[start DOCUMENT EXTRACT]

The divergence of the marginal velocity field in flow matching measures path conflicts and enables training-free state refinement that improves sample quality.

A machine-rendered reading of the paper's core claim, the machinery that carries it, and where it could break.

Flow matching models generate samples by integrating an averaged velocity field that connects a simple prior to the target data. When individual sample paths cross at an intermediate point, their velocities can cancel or point in conflicting directions, so the average steers samples into low-density areas and lowers output fidelity. The paper demonstrates that the divergence of this averaged field directly quantifies the local severity of such conflicts and is already available during a standard inference run. The Flow Divergence Sampler therefore shifts each intermediate state toward lower-divergence regions before the next solver step, acting as a plug-in correction. Because the correction requires no retraining and works with any existing flow backbone or solver, it raises generation quality on text-to-image tasks and inverse problems.

[end DOCUMENT EXTRACT]

- [WRITTEN PROBLEM 1]
Please return the entry below line for line, leaving out the picture.
The entry below has nothing to do with the flow matching passage.

[start ENTRIES SUPPLIED]

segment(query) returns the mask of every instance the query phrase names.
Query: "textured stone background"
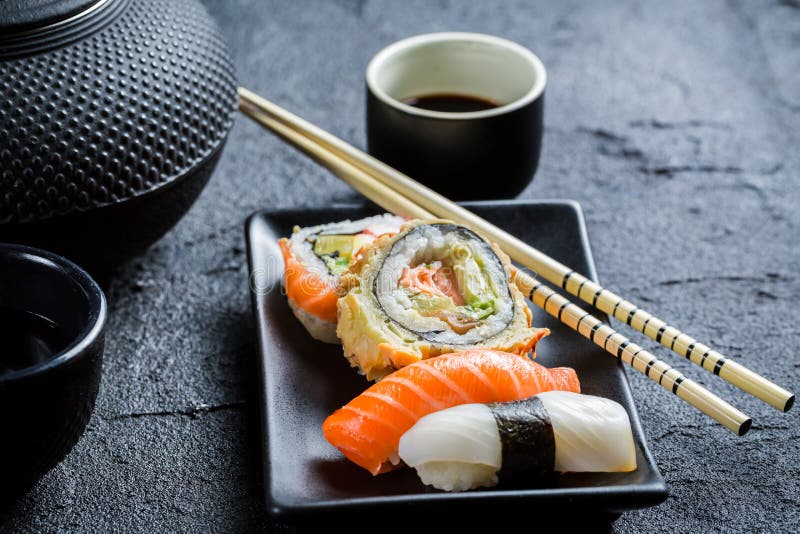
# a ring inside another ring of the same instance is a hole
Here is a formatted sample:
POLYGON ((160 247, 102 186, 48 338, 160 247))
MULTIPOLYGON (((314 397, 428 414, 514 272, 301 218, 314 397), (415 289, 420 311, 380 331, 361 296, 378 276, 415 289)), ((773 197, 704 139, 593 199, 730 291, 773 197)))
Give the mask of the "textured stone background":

[end ENTRIES SUPPLIED]

- [WRITTEN PROBLEM 2]
Answer these from the flow matching passage:
(a) What does the divergence of the averaged velocity field quantify?
(b) Toward what does the Flow Divergence Sampler shift each intermediate state?
(c) On which tasks does the correction raise generation quality?

- [FULL OUTPUT 1]
segment(query) returns the mask of every instance the query phrase names.
Query: "textured stone background"
# a ring inside another ring of the same instance is a hole
Here is a formatted sample:
POLYGON ((160 247, 102 186, 48 338, 160 247))
MULTIPOLYGON (((314 397, 428 414, 514 272, 301 218, 314 397), (415 289, 420 311, 380 331, 361 296, 378 276, 415 289)), ((773 197, 704 139, 593 199, 730 291, 773 197)))
Give the mask of the "textured stone background":

- [FULL OUTPUT 2]
(a) The local severity of path conflicts.
(b) Toward lower-divergence regions, before the next solver step.
(c) Text-to-image tasks and inverse problems.